▶ [ZU LESENDER AUSZUG]:
┄┄┄┄┄┄┄┄┄┄

Mal werden 30 Menschen pro Tag ankommen, mal 50. Nächste Woche ist das Wohnschiff Transit dann komplett belegt. 216 Menschen wohnen dann am Kanalplatz. Luxus erwartet die Bewohner nicht.
Harburg. Halb neun im Harburger Binnenhafen. An Bord der Transit sind alle schon ganz hibbelig. Demnächst sollen auf dem Wohnschiff die ersten Flüchtlinge einziehen. Wann genau, weiß weder das Sozialarbeiterteam um Kim Hahn, Claudia Weiß und Jörg Wedel, noch Beate Schmid-Janssen, Leiterin des Geschäftsbereichs Wohnen beim Landesbetrieb Fördern und Wohnen.
Immer wieder blicken sie, einer der Sozialarbeiter oder der Wachmann durch die Tür auf den Kai. Dort sehen sie aber nur die Fahrzeuge der Baufirmen, die immer noch in und um das Wohnschiff beschäftigt sind.
Um neun Uhr ist es soweit: Ein Großraumtaxi fährt vor. Vier Männer steigen aus. Der Taxifahrer öffnet die Heckklappe. Die Männer laden aus: Jeweils eine richtige Tasche oder einen Koffer, der Rest der Habe steckt in großen blauen Plastiksäcken, wie bei vielen Umzügen.
Kim Hahn, Claudia Weiß und Jörg Wedel kommen die Gangway herunter und begrüßen die Leute. Dann helfen sie ihnen, die Koffer und die Säcke an Bord zu bringen. Um fünf nach neun haben zum ersten Mal nach neun Jahren wieder Flüchtlinge in Hamburg ein Wohnschiff bezogen.
Im Laufe des Vormittags kommen noch weitere. Familien, Alleinerziehende, Frauen, Männer. Bald stauen sich die blauen Säcke vor der Tür. Etwas über dreißig Menschen beziehen heute die Kabinen auf der Transit. So wird es über die nächsten Tage weiter gehen. Mal werden 30 kommen, mal 50. Nächste Woche ist das Schiff dann komplett belegt.
216 Menschen wohnen dann am Kanalplatz. Trotz bester Lage im In-Quartier Binnenhafen: Der pure Luxus erwartet die Bewohner nicht: Jede Kabine auf der Transit ist 12 Quadratmeter groß und für die Belegung mit zwei Personen vorgesehen. Für Familien sind jeweils zwei oder drei Kabinen mit Zwischentüren verbunden.
Mit je zwei Betten, einem Schrank, einem Tisch und zwei Stühlen wirken die Kabinen schon ohne Bewohner eng. Toiletten und Duschen werden gemeinschaftlich genutzt. Auf jedem der drei Decks gibt es je einen Damen- und Herrenduschraum mit mehreren Kabinen sowie je zwei Toilettenanlagen pro Geschlecht.
Auch gekocht wird in Gemeinschaftsräumen: In jeder Pantry stehen drei Herde, eine Pantry steht für 15 bis 20 Menschen zur Verfügung. Darüber hinaus gibt es mehrere Gemeinschaftsräume pro Deck.

┄┄┄┄┄┄┄┄┄┄

Einträge zur Ortsbestimmung:

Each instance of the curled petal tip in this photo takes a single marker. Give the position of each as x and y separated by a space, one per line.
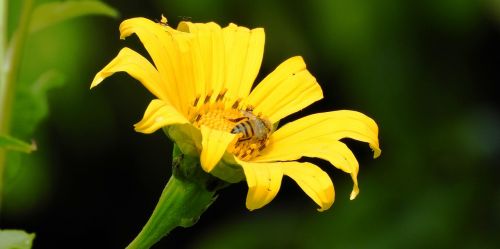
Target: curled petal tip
376 151
97 80
354 194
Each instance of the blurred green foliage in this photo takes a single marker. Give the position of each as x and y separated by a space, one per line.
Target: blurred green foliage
15 239
426 71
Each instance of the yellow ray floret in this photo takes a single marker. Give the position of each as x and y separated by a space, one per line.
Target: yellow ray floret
203 78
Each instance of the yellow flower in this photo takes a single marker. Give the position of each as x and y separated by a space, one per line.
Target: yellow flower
202 76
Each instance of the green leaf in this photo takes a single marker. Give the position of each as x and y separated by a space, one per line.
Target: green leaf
31 104
51 13
10 143
16 239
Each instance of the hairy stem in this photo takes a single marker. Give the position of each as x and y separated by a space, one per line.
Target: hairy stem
188 193
10 62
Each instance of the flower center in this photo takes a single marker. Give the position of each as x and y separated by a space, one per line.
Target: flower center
253 130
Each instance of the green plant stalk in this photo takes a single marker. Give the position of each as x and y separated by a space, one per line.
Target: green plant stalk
188 193
9 69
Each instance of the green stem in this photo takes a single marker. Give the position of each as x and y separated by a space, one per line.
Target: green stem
8 72
186 196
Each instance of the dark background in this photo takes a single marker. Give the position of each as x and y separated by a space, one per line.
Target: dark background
424 70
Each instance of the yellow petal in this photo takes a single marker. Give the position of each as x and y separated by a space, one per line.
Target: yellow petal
317 135
214 144
244 50
335 152
208 55
136 66
169 50
330 126
159 114
288 89
264 181
313 181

┄┄┄┄┄┄┄┄┄┄

▶ [BITTE BEARBEITEN]:
A. Gib den Abschnitt des Artikels über das Wohnschiff wieder, der bei „Um neun Uhr“ beginnt und nach „ein Wohnschiff bezogen.“ endet, und ändere darin „Großraumtaxi“ in „Kleinbus“.
B. Formatiere die Einträge als nummerierte Liste ohne Leerzeilen, beginnend mit der Zeile, die „Each instance of the dark“ enthält, und endend nach der letzten Zeile der Einträge.

▶ [LÖSUNGEN ZUR ÜBUNG]:
A.
Um neun Uhr ist es soweit: Ein Kleinbus fährt vor. Vier Männer steigen aus. Der Taxifahrer öffnet die Heckklappe. Die Männer laden aus: Jeweils eine richtige Tasche oder einen Koffer, der Rest der Habe steckt in großen blauen Plastiksäcken, wie bei vielen Umzügen.
Kim Hahn, Claudia Weiß und Jörg Wedel kommen die Gangway herunter und begrüßen die Leute. Dann helfen sie ihnen, die Koffer und die Säcke an Bord zu bringen. Um fünf nach neun haben zum ersten Mal nach neun Jahren wieder Flüchtlinge in Hamburg ein Wohnschiff bezogen.

B.
1. Each instance of the dark background in this photo takes a single marker. Give the position of each as x and y separated by a space, one per line.
2. Target: dark background
3. 424 70
4. Each instance of the yellow petal in this photo takes a single marker. Give the position of each as x and y separated by a space, one per line.
5. Target: yellow petal
6. 317 135
7. 214 144
8. 244 50
9. 335 152
10. 208 55
11. 136 66
12. 169 50
13. 330 126
14. 159 114
15. 288 89
16. 264 181
17. 313 181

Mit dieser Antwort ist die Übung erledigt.